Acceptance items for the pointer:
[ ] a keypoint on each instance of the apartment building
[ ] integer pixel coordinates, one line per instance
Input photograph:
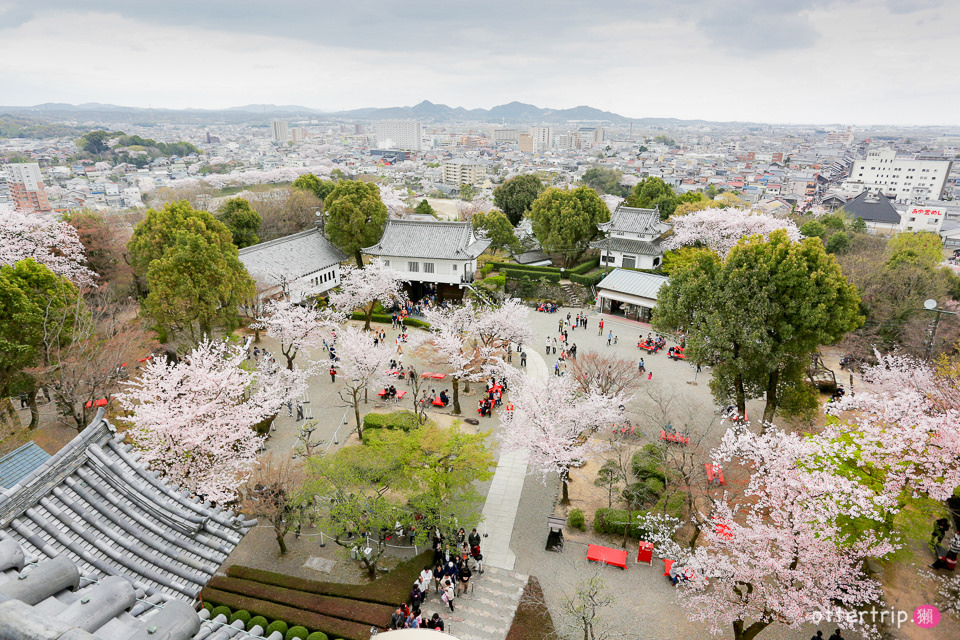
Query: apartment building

⁂

> _PROBLEM DETAILS_
Write out every line of the data above as a JSON list of strings, one string per line, with blank lines skipped and the pictures left out.

> _ANSWER FOR THE TASK_
[
  "Acceptance items for the pointer:",
  "[ ] a keypoint on each instance of the apartment building",
  "[ ] integer pixel coordinates, one line per instance",
  "Input photograph:",
  "Query: apartment building"
]